##### Texte à lire

Pierre Henry : L'Aquarius et d'autres bateaux font ce que l'humanité toute simple nous demande de faire. C'est-à-dire qu'ils secourent en mer des gens qui sont en danger de mort. Ce n'est pas le tout d'une politique migratoire, mais il s'agit du commencement d'une politique d'humanité. A force de tergiversations et d'incapacité à offrir une réponse à la politique menée par M. Salvini et M. Orban, l'Union européenne et les pays qui sont moteurs au sein de l'Union fournissent le carburant de tous les populismes. Je comprends les hésitations, mais qu'est-ce qui empêche aujourd'hui la France, avec l'Espagne, avec Malte, d'ouvrir des ports sûrs de débarquement ? Il ne faut pas être naïfs, tout le monde n'aura pas le droit à l'asile, mais on peut mettre en place un dispositif vertueux.
Selon vous, la France doit-elle donner un pavillon à l'Aquarius ?
Oui, nous devons dire que la France y est prête. Sauver 30 000 vies, c'est notre fierté. On ne joue pas au chat et à la souris autour d'un symbole aussi fort que celui-là.

##########
##### Extrait des données

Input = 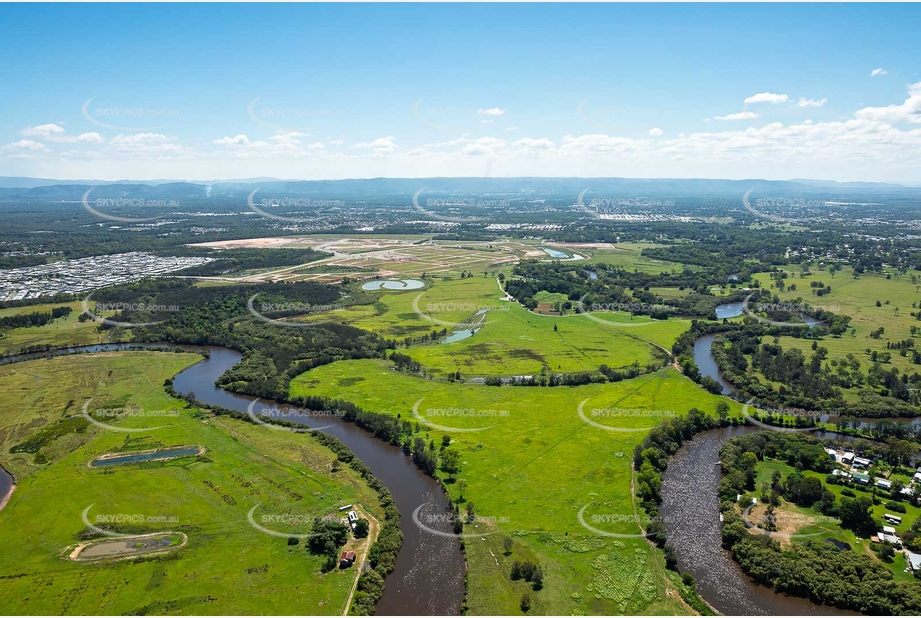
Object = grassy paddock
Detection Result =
[0,352,382,615]
[291,360,738,615]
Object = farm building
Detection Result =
[339,550,355,569]
[883,513,902,532]
[854,457,873,468]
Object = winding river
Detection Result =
[659,427,858,616]
[0,344,466,616]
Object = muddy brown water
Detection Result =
[0,344,466,616]
[660,427,859,616]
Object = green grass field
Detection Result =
[291,360,738,615]
[294,276,690,378]
[0,301,114,354]
[750,459,921,581]
[0,352,382,615]
[757,267,921,399]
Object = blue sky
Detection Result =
[0,4,921,182]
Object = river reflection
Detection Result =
[660,427,858,616]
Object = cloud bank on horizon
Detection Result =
[0,3,921,182]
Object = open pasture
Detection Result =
[0,352,381,615]
[291,360,739,615]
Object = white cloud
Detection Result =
[214,133,250,146]
[713,112,761,120]
[744,92,790,105]
[854,82,921,124]
[352,135,397,154]
[22,123,105,144]
[797,97,828,107]
[22,123,64,138]
[3,139,48,151]
[108,133,188,157]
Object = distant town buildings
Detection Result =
[0,252,212,301]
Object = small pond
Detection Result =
[361,279,425,290]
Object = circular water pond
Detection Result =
[361,279,425,290]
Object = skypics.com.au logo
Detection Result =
[81,504,179,538]
[576,294,674,328]
[80,97,179,132]
[576,504,666,539]
[81,398,181,433]
[413,187,486,224]
[81,292,182,328]
[413,397,509,433]
[246,97,345,133]
[80,187,180,223]
[576,399,676,433]
[412,504,510,539]
[246,399,344,433]
[246,292,345,328]
[742,292,841,328]
[413,292,511,331]
[742,398,827,432]
[246,187,346,224]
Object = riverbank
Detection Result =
[660,426,857,616]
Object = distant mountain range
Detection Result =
[0,176,921,201]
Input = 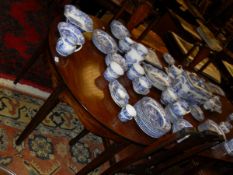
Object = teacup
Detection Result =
[104,61,124,81]
[56,37,82,57]
[160,87,178,105]
[203,96,222,113]
[135,43,148,57]
[127,63,145,80]
[118,37,134,52]
[125,48,143,67]
[133,76,152,95]
[163,52,175,65]
[118,104,137,122]
[171,100,190,116]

##########

Consignes de travail:
[A] Indiquez si chacune des affirmations suivantes est conforme au texte sur l'Aquarius, en répondant par oui ou par non et en citant les mots du texte qui le montrent : (i) Pierre Henry estime que tout le monde aura droit à l'asile ; (ii) selon lui, secourir en mer des gens en danger de mort constitue le tout d'une politique migratoire ; (iii) il répond que la France doit se dire prête à donner un pavillon à l'Aquarius.
[B] Recopiez fidèlement le passage du texte sur l'Aquarius qui commence par « Oui, nous devons » et se termine par « fort que celui-là. ».
Les données qui précèdent forment un ensemble distinct du texte.

Éléments de corrigé:
[A]
(i) Non : « tout le monde n'aura pas le droit à l'asile ».
(ii) Non : « Ce n'est pas le tout d'une politique migratoire ».
(iii) Oui : « Oui, nous devons dire que la France y est prête. »

[B]
Oui, nous devons dire que la France y est prête. Sauver 30 000 vies, c'est notre fierté. On ne joue pas au chat et à la souris autour d'un symbole aussi fort que celui-là.